Written exercise: Rewrite the listing below, replacing "field-scouting log" with "site survey log" everywhere and leaving the rest unchanged. Omit the pictures from your version.

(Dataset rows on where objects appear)
◆ ◆ ◆ ◆ ◆ ◆ ◆
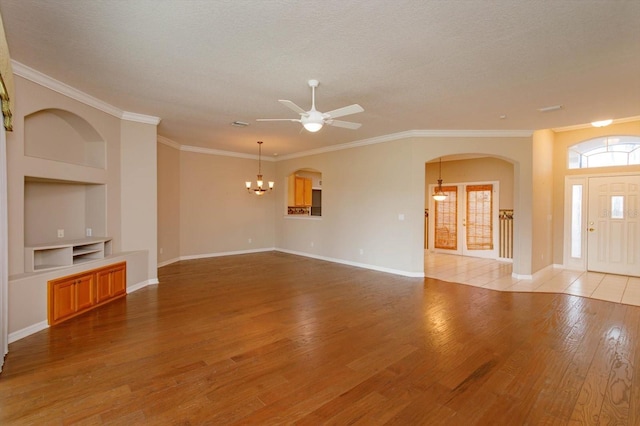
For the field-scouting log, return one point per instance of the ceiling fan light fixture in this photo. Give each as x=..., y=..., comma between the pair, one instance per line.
x=312, y=127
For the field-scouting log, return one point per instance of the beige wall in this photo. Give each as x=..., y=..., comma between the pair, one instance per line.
x=204, y=195
x=367, y=189
x=562, y=141
x=473, y=170
x=542, y=247
x=28, y=292
x=168, y=204
x=139, y=193
x=33, y=97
◆ ◆ ◆ ◆ ◆ ◆ ◆
The completed task:
For the site survey log, return one point per instance of the ceiling fan light fixture in this photo. Give each as x=..., y=..., comma between the pair, one instance per line.
x=312, y=127
For the site survey log, return one point per instance of the beige wall in this photo. Give each as x=..., y=..., comma between the pair, one instance per line.
x=204, y=195
x=367, y=189
x=562, y=141
x=473, y=170
x=542, y=247
x=28, y=292
x=168, y=204
x=139, y=193
x=33, y=97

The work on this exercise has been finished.